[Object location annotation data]

● ● ● ● ●

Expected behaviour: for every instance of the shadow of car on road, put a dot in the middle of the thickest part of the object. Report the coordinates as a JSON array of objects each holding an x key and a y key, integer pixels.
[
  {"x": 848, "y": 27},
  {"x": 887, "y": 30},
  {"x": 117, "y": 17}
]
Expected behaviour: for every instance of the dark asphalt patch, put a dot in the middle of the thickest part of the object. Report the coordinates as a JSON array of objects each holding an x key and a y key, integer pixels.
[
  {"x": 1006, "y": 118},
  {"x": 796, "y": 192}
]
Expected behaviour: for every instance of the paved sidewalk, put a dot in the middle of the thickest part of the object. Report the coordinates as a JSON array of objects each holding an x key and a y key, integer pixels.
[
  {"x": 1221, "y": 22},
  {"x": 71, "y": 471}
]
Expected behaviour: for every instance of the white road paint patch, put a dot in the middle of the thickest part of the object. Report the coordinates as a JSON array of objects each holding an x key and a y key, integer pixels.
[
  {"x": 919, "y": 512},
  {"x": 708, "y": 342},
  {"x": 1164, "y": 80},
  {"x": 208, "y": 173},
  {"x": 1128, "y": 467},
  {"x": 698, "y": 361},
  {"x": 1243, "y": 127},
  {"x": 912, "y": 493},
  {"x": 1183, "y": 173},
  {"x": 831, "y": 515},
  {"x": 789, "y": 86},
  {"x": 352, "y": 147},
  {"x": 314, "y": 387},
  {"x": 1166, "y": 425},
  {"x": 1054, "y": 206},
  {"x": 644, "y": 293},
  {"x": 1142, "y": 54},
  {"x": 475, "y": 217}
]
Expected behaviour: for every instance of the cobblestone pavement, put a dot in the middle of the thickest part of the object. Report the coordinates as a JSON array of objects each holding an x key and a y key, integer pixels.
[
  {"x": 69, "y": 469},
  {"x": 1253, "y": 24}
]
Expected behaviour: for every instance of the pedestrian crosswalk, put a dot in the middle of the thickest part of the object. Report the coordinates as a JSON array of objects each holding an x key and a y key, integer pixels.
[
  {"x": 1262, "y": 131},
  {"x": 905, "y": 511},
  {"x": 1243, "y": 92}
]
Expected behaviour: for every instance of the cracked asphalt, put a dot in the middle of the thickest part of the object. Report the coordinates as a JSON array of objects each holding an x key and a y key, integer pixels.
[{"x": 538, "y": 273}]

● ● ● ● ●

- **DIRECTIVE**
Starting with the line with "Expected behaviour: for every instance of the cracked" and going on through the end of the data, write those lines out again, including the request text. Multiply every x and y coordinate in the answer by 0.75 and round to the nearest whole number, with halves rounding up.

- **ANSWER IN FULL**
Expected behaviour: for every instance of the cracked asphalt, put a dot in the middle of the thickest part of the object. Report the coordinates as a JSON array of objects each holding an x key and a y key, integer pixels.
[{"x": 404, "y": 205}]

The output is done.